▸ **Kutipan Teks**
==*==
Perbedaan Suku dan Ras Pemeluk Agama


Bahwa perbedaan suku dan ras berkat adanya agama bukan menjadi penghalang untuk menciptakan hidup persaudaraan yang rukun hal itu sudah terbukti oleh kenyataan yang menggembirakan dan hal itu tidak perlu dibicarakan lagi. Yang menjadi masalah disini ialah, apakah perbedaan suku dan ras ditambah dengan perbedaan agama menjadi penyebab lebih kuat untuk menimbulkan perpecahan antar umat manusia. Khususnya apakah dalam satu Negara yang terdiri dari berbagai suku bangsa dan yang menerima adanya agama yang berbeda-beda bukannya membina dan memperkuat unsur penyebab yang lebih kuat untuk menimbulkan perpecahan bangsa dan Negara itu.

Bahwa faktor ras itu sendiri terlepas dari agama sudah membuktikan bertambahnya permusuhan dan pencarian jalan keluarnya, dan kesemuannya itu menjadi bahan menarik dalam diskusi ilmiah maupun dalam kalngan kaum politisi, adalah merupakan masalah yang tetap actual yang tidak dijadikan sasaran dari pembicaraan kita sekarang ini. Masalah itu telah menjadi bahan pembicaraan ilmiah dari ilmu biologi dan politik namun demi lebih jernihnya masalah yang kita bicarakan ada satu hal sangat menarik dari kalangan sarjana biologi, perlu kita tampilkan disini. Asumsi yang terkenal itu dan telah mengundang banyak sanggahan yang gigi ialah dari Arthur de Gobineau, dalam karangannya yang menjadi klasik “Essai sur I’negalite des races humaines, tahun 1853-1855. Asumsi itu pada intinya menyatakan bahwa ras kulit putih merupakan ras tertinggi bangsa manusia, dan bahwa ras itu dipanggil untuk membawakan obor kemajuan di dunia ini dan bahwa ras yang bukan kulit putih ditakdirkan untuk tidak dapat menhasilkan sesuatu yang yang berarti dalam bidang kemajuan.
==*==
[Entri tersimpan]
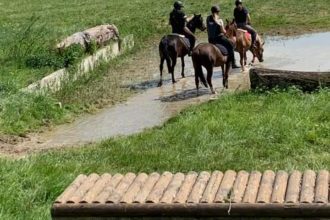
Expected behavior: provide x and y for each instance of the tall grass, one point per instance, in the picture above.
(30, 31)
(277, 130)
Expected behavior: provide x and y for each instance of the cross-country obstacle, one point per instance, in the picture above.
(205, 195)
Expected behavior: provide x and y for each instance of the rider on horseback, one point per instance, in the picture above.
(216, 33)
(243, 20)
(178, 21)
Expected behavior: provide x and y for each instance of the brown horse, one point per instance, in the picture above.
(173, 46)
(243, 42)
(209, 56)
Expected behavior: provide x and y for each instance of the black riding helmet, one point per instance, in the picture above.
(178, 5)
(215, 9)
(238, 2)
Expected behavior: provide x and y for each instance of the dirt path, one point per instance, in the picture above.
(153, 106)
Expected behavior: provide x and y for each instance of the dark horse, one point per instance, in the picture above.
(173, 46)
(242, 42)
(209, 56)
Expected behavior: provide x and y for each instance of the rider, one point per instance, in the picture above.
(178, 21)
(216, 33)
(243, 20)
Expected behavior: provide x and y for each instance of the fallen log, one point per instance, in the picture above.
(306, 81)
(101, 35)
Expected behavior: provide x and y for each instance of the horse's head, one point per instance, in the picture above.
(230, 28)
(197, 22)
(258, 51)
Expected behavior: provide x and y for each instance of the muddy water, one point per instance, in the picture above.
(303, 53)
(150, 108)
(153, 106)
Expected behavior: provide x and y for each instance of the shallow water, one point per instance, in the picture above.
(153, 106)
(303, 53)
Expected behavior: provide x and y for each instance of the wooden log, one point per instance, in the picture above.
(212, 187)
(306, 81)
(71, 189)
(239, 187)
(121, 188)
(199, 187)
(147, 187)
(83, 188)
(322, 186)
(102, 197)
(134, 189)
(307, 188)
(251, 191)
(158, 190)
(294, 185)
(266, 187)
(173, 188)
(97, 188)
(226, 186)
(280, 185)
(186, 187)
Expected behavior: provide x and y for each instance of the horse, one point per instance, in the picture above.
(243, 42)
(173, 46)
(209, 56)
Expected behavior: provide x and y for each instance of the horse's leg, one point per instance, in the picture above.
(241, 55)
(209, 77)
(172, 68)
(197, 79)
(245, 57)
(225, 71)
(254, 57)
(161, 67)
(183, 65)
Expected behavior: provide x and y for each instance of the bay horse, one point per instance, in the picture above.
(243, 41)
(173, 46)
(209, 56)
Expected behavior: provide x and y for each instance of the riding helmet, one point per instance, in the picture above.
(215, 9)
(178, 5)
(238, 2)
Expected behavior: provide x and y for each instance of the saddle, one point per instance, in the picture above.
(222, 49)
(182, 38)
(247, 34)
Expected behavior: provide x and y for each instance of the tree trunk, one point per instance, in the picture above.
(306, 81)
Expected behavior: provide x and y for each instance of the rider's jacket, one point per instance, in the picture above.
(213, 28)
(241, 16)
(178, 21)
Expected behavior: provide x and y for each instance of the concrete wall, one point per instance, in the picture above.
(55, 80)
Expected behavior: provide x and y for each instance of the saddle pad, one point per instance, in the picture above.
(222, 49)
(247, 34)
(178, 35)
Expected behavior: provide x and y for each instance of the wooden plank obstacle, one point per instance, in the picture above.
(227, 195)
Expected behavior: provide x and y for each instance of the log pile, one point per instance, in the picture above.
(306, 81)
(101, 35)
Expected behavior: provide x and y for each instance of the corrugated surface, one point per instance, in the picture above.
(269, 187)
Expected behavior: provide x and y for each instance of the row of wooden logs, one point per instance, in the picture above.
(306, 81)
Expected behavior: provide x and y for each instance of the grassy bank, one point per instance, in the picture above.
(245, 131)
(29, 31)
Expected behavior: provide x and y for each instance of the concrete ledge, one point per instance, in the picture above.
(55, 81)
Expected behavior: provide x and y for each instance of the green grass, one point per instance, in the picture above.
(29, 32)
(246, 131)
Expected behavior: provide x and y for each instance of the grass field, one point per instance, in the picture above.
(271, 130)
(246, 131)
(30, 30)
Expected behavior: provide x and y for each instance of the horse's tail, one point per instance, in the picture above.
(164, 52)
(196, 58)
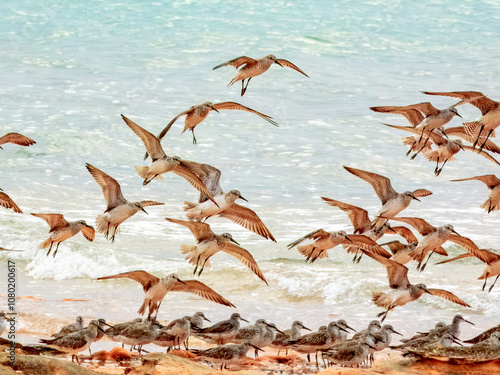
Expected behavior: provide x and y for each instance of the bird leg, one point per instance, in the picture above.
(491, 287)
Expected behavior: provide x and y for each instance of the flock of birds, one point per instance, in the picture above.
(430, 139)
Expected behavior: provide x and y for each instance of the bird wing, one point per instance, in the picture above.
(414, 116)
(144, 278)
(54, 220)
(153, 146)
(477, 99)
(88, 232)
(423, 227)
(185, 172)
(406, 233)
(7, 202)
(234, 105)
(244, 257)
(209, 175)
(17, 139)
(237, 62)
(247, 219)
(315, 234)
(289, 64)
(169, 125)
(489, 179)
(110, 187)
(358, 216)
(381, 184)
(447, 295)
(201, 231)
(200, 289)
(482, 153)
(396, 272)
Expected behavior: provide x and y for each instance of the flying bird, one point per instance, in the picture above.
(60, 230)
(197, 113)
(251, 68)
(118, 209)
(156, 289)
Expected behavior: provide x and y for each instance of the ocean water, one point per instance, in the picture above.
(69, 69)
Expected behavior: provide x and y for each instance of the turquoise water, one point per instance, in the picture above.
(71, 68)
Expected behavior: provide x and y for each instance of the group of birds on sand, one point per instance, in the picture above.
(233, 341)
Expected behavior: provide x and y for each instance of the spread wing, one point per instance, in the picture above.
(358, 216)
(7, 202)
(247, 219)
(447, 295)
(289, 64)
(201, 231)
(209, 175)
(490, 180)
(234, 105)
(55, 221)
(153, 146)
(244, 257)
(110, 187)
(236, 62)
(17, 139)
(381, 185)
(200, 289)
(144, 278)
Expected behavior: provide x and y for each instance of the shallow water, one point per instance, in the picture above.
(70, 70)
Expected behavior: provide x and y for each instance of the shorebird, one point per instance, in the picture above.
(208, 244)
(226, 354)
(252, 68)
(7, 202)
(404, 291)
(433, 238)
(362, 225)
(282, 340)
(490, 110)
(73, 327)
(222, 331)
(324, 241)
(493, 183)
(75, 342)
(60, 230)
(161, 162)
(118, 209)
(156, 289)
(197, 113)
(491, 259)
(17, 139)
(224, 205)
(392, 201)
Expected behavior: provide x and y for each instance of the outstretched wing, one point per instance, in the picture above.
(144, 278)
(200, 289)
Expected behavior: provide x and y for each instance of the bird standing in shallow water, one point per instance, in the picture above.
(252, 68)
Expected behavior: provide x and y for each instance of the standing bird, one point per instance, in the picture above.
(493, 183)
(208, 244)
(156, 289)
(490, 110)
(392, 201)
(17, 139)
(161, 162)
(433, 238)
(7, 202)
(403, 291)
(119, 209)
(252, 68)
(197, 113)
(60, 230)
(224, 205)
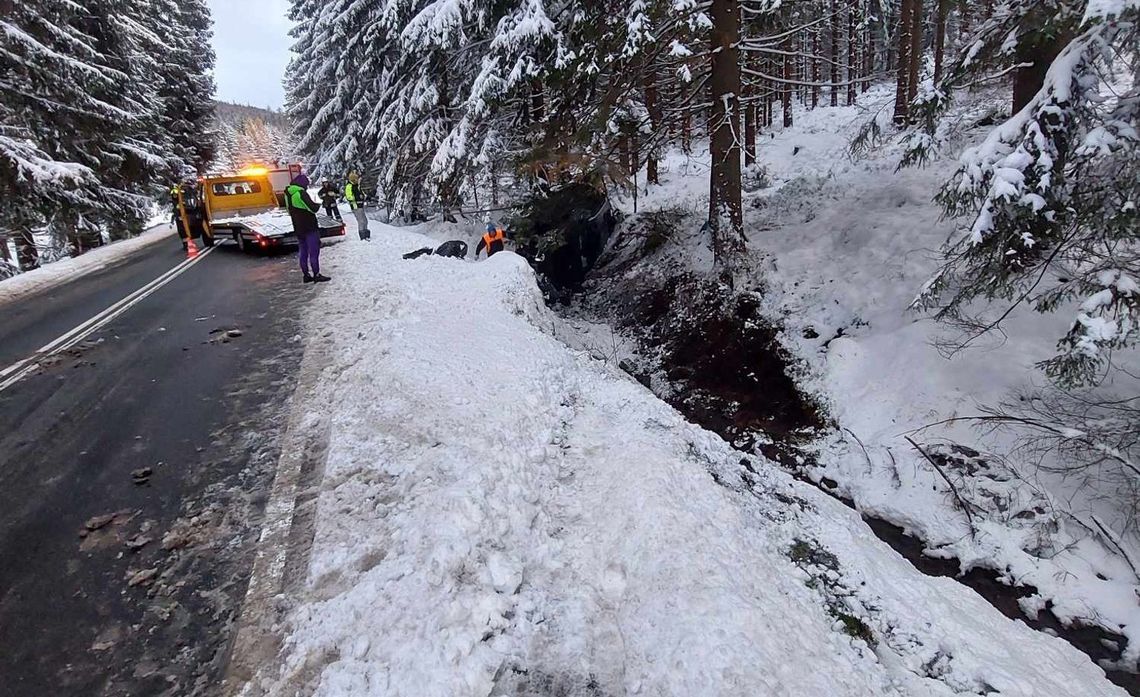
==*==
▸ **Tugas**
Tampilkan tanpa perubahan bagian teks tentang perbedaan suku dan ras pemeluk agama, mulai dari "Bahwa perbedaan suku" sampai dengan "dan Negara itu.".

▸ **Hasil**
Bahwa perbedaan suku dan ras berkat adanya agama bukan menjadi penghalang untuk menciptakan hidup persaudaraan yang rukun hal itu sudah terbukti oleh kenyataan yang menggembirakan dan hal itu tidak perlu dibicarakan lagi. Yang menjadi masalah disini ialah, apakah perbedaan suku dan ras ditambah dengan perbedaan agama menjadi penyebab lebih kuat untuk menimbulkan perpecahan antar umat manusia. Khususnya apakah dalam satu Negara yang terdiri dari berbagai suku bangsa dan yang menerima adanya agama yang berbeda-beda bukannya membina dan memperkuat unsur penyebab yang lebih kuat untuk menimbulkan perpecahan bangsa dan Negara itu.